■ Your objective
Report each line of the entries below that includes "colon".

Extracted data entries
● ● ● ●
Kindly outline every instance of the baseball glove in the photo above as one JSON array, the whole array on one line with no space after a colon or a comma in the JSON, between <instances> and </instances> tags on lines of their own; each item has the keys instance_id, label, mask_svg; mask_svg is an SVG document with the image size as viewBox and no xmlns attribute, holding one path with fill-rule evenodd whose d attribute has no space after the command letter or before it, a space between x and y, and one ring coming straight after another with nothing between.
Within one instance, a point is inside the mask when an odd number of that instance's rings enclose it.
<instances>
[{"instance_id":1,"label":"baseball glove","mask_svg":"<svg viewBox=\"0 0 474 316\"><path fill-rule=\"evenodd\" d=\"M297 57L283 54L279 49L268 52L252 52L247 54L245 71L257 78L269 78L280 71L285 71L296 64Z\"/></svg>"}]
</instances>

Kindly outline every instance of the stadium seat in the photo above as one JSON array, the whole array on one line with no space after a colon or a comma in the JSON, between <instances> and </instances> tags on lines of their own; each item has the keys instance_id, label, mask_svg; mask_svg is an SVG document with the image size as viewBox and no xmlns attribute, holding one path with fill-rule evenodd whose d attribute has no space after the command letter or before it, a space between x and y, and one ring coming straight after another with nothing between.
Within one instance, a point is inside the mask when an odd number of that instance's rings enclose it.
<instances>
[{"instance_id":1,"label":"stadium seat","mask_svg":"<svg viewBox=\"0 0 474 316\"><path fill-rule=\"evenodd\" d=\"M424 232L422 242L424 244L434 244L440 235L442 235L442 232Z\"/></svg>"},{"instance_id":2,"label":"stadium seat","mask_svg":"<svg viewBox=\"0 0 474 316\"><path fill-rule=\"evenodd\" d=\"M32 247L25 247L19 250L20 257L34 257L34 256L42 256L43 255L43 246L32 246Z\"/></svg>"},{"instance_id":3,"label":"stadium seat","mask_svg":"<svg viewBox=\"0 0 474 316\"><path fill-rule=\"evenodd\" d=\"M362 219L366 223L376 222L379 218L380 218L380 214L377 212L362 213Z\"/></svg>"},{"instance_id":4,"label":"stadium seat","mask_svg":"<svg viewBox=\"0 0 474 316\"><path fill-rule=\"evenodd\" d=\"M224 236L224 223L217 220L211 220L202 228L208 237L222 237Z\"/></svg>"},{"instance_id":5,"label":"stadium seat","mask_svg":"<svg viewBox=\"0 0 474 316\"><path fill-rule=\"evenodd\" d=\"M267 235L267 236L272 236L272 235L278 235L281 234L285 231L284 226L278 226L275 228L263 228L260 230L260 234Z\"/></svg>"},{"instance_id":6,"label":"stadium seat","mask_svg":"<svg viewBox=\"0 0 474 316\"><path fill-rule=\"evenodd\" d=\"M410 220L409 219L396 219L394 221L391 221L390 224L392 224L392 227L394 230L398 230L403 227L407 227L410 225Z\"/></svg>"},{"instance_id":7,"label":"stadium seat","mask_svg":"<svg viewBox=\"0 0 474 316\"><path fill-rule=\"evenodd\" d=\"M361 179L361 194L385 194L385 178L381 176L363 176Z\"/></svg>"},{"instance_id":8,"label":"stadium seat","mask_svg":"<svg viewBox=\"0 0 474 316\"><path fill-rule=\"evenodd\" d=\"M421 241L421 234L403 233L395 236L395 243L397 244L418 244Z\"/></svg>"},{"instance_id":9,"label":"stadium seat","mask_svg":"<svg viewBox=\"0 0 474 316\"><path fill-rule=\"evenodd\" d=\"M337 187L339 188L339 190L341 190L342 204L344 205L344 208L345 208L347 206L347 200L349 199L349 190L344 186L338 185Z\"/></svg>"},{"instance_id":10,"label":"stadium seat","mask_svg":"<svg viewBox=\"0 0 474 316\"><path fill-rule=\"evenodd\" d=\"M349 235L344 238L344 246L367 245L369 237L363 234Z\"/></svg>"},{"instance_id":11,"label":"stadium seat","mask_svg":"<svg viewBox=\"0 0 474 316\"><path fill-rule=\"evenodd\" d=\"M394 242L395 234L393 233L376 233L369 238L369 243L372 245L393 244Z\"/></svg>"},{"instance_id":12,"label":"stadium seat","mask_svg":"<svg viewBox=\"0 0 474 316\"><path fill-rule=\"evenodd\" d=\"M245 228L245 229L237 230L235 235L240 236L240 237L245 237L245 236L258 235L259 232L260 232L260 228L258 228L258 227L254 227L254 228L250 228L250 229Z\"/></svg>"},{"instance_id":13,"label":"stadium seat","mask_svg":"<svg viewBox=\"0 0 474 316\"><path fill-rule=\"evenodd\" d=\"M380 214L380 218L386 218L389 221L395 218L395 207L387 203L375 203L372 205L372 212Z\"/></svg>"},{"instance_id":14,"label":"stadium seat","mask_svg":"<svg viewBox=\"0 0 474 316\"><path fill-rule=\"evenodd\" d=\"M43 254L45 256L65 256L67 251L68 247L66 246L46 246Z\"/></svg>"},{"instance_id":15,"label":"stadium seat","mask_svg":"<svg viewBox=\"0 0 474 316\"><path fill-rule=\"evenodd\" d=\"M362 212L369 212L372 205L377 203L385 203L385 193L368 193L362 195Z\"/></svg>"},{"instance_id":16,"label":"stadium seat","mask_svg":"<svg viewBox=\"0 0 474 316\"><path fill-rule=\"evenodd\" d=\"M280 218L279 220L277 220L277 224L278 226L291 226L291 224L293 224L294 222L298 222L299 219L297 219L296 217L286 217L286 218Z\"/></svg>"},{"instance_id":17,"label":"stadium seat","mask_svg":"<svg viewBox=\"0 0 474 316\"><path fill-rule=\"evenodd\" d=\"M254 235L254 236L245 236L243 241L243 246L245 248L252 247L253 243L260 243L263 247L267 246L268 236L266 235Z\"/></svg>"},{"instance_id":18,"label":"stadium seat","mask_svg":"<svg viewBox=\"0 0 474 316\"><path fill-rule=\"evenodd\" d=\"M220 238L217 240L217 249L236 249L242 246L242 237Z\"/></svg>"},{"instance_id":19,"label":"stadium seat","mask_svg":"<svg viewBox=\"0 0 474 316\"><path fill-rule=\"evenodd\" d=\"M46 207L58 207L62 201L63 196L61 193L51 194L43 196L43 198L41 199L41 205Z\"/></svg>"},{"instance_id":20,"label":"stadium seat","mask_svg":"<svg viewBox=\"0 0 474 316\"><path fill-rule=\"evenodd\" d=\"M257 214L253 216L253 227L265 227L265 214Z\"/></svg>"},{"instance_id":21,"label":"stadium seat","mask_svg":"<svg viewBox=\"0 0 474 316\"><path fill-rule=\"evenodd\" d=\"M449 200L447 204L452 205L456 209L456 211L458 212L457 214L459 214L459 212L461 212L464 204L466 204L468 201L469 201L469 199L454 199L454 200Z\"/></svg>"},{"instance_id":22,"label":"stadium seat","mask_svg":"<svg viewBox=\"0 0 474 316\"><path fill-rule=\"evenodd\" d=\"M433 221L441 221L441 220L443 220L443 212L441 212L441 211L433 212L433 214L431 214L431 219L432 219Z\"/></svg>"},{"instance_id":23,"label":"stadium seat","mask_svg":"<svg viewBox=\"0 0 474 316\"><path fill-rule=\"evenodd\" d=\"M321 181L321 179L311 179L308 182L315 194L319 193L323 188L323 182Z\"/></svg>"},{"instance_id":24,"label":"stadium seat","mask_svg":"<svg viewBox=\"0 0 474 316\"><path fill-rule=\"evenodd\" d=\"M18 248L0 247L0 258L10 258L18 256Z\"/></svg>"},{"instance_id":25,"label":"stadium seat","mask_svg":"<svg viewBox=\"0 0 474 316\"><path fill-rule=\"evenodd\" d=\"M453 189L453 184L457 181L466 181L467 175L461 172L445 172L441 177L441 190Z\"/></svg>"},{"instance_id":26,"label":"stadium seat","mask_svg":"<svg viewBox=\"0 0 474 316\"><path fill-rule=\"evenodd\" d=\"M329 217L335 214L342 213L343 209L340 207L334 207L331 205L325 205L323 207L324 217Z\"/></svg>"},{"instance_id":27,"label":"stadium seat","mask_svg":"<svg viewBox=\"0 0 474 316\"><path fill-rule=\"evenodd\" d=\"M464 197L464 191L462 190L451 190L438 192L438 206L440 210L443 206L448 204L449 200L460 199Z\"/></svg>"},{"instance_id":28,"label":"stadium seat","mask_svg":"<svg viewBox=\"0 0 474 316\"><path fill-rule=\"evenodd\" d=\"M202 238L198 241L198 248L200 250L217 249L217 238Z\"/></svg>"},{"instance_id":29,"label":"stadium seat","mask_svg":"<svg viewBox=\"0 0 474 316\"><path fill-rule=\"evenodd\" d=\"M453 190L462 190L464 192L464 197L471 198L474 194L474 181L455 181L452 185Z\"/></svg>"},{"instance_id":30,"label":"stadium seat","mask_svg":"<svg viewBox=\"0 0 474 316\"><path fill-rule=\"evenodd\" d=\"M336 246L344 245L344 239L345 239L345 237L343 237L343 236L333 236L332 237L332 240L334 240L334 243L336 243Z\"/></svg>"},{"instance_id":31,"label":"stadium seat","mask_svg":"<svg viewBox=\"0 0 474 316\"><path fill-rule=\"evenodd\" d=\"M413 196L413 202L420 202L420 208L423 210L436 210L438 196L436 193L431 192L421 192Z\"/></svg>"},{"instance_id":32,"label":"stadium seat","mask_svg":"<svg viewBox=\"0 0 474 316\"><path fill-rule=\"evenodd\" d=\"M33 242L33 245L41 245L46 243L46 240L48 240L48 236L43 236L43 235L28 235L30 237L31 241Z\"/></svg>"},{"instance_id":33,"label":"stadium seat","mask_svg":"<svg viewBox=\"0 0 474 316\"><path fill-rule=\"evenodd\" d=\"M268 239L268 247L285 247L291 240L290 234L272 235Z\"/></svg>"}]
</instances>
● ● ● ●
■ Answer to the exercise
Kindly outline every instance of the baseball glove in the photo above as one JSON array, the whole array on one line with no space after a colon or a comma in the JSON, between <instances> and </instances> tags on lines of their own; each item has the keys instance_id, label, mask_svg; mask_svg is an SVG document with the image size as viewBox and no xmlns attribute, holding one path with fill-rule evenodd whose d attribute has no space after the command letter or before it, a space between x and y, and one ring coming straight after another with nothing between.
Kindly outline every instance of the stadium seat in the photo above as one JSON array, the whole array on one line with no space after a colon or a comma in the JSON, between <instances> and </instances> tags on lines of their own; each item has the keys instance_id, label, mask_svg; mask_svg is an SVG document with the image size as viewBox and no xmlns attribute, holding one path with fill-rule evenodd whose d attribute has no space after the command letter or before it, a space between x and y, and one ring coming straight after another with nothing between.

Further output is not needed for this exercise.